Task statement: Copy every item below word for word, with its coordinates, and leave out the picture markers.

Annotated coordinate records

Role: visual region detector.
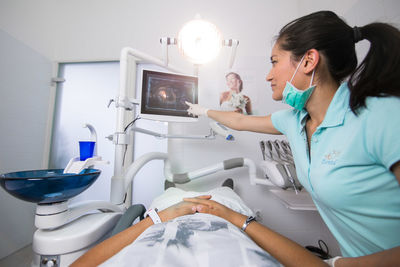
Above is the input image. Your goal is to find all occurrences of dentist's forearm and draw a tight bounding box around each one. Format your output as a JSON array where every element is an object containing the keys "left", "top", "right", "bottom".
[{"left": 71, "top": 218, "right": 153, "bottom": 267}]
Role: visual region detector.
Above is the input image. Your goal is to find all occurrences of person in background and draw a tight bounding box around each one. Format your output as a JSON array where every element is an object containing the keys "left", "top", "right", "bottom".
[
  {"left": 185, "top": 11, "right": 400, "bottom": 266},
  {"left": 219, "top": 72, "right": 252, "bottom": 115}
]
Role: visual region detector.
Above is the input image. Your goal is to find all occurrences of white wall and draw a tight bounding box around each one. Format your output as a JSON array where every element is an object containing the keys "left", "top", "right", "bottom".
[{"left": 0, "top": 0, "right": 400, "bottom": 260}]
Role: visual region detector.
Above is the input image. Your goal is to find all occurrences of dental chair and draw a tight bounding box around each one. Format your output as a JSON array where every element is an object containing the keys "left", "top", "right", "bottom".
[{"left": 0, "top": 152, "right": 270, "bottom": 267}]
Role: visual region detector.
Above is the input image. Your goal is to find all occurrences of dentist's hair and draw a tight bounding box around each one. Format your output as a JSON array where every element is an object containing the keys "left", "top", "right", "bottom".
[
  {"left": 225, "top": 71, "right": 243, "bottom": 92},
  {"left": 277, "top": 11, "right": 400, "bottom": 114}
]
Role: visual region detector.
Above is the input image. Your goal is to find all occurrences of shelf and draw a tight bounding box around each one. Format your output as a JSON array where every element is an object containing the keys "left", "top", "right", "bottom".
[{"left": 269, "top": 189, "right": 317, "bottom": 210}]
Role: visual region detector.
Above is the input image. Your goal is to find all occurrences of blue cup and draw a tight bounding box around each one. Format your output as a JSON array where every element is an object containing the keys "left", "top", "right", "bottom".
[{"left": 79, "top": 141, "right": 96, "bottom": 161}]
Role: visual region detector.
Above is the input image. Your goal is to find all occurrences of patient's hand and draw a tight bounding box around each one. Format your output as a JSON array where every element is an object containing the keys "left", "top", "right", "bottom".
[{"left": 158, "top": 196, "right": 211, "bottom": 222}]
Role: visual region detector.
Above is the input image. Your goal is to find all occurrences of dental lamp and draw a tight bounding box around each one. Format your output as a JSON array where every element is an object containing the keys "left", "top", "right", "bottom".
[{"left": 160, "top": 15, "right": 239, "bottom": 69}]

Answer to this problem:
Role: visual region detector.
Above is the input image. Your goal is to find all occurrences of dentist's forearm and draw a tight bounding box around each one. Format your output as a JSON array where every element is an object containing the keys "left", "top", "right", "bottom".
[{"left": 71, "top": 218, "right": 153, "bottom": 267}]
Role: visual region detector.
Above is the input image. Your goal is to find all occurrences of person in background and draw a tight bounding box around each one. Format your output as a JSON array where every element is an object containing the keys "left", "top", "right", "bottom".
[
  {"left": 185, "top": 11, "right": 400, "bottom": 266},
  {"left": 219, "top": 72, "right": 252, "bottom": 115}
]
Role: visual region detector.
Above is the input image. Your goal is to find all occurrences of white wall and draw a tight bounding box around each one. Format your output as a JSON array where every element is an object containing the keys "left", "top", "right", "bottom".
[{"left": 0, "top": 0, "right": 400, "bottom": 260}]
Role: visual region detector.
Above is the input image. Your goal is to find all occurrences of dental chair and draw a tight bounding box around each one. Format your output as a JSON array where every element is an object containing the keys "left", "top", "right", "bottom".
[{"left": 0, "top": 152, "right": 270, "bottom": 267}]
Role: visual region detector.
Above is the input image. Your goal is to find all occurrences of dentist's hair and draw a tight bounding box around each one. Format your output as a JSON array where every element is an object containing the keys "left", "top", "right", "bottom".
[
  {"left": 225, "top": 71, "right": 243, "bottom": 92},
  {"left": 277, "top": 11, "right": 400, "bottom": 114}
]
Role: visual region detector.
Above is the input image. Your goal is to find all occurrences of shelf and draw a tight bounding box around each one. Format your output as a JSON array where every element is an object containing the keys "left", "top", "right", "bottom".
[{"left": 269, "top": 189, "right": 317, "bottom": 210}]
Role: visual region detector.
Above is the input image. Your goal is to find all occurrences of blue cup and draw a tight bounding box around each one. Format your output as a JSON array where every element is an object containing the keys "left", "top", "right", "bottom".
[{"left": 79, "top": 141, "right": 96, "bottom": 161}]
Role: visual region detector.
Above is the input image. Your goal is to find all occurrences of patient's hand and draw a tight bounding box around each one. Format your output as a JSON array where every element is an object containing the keys "left", "top", "right", "bottom".
[{"left": 158, "top": 196, "right": 211, "bottom": 222}]
Role: visual region detector.
Above is the input image. Your goal is to find all occurrences of dental lamp and draw a tight bounding box around each one. Format your output as a JSON array where every element is an object containing the keys "left", "top", "right", "bottom".
[{"left": 160, "top": 15, "right": 239, "bottom": 69}]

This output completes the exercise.